§ EXERCISE DIRECTIONS
Put every line of the items below into a JSON list of strings, one string per line, leaving out blank lines.

- - - - - - -

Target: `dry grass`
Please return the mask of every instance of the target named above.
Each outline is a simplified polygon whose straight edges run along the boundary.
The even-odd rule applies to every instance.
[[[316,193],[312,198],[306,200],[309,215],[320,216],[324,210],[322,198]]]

- - - - - - -

§ IN RESPONSE
[
  "Target: `dry grass`",
  "Please return the mask of every instance of the target named above.",
  "Each outline is a simplified polygon whose straight edges run along the boundary.",
  "The even-odd rule applies to every instance.",
  "[[[316,193],[312,198],[306,200],[309,215],[320,216],[324,210],[322,198]]]"
]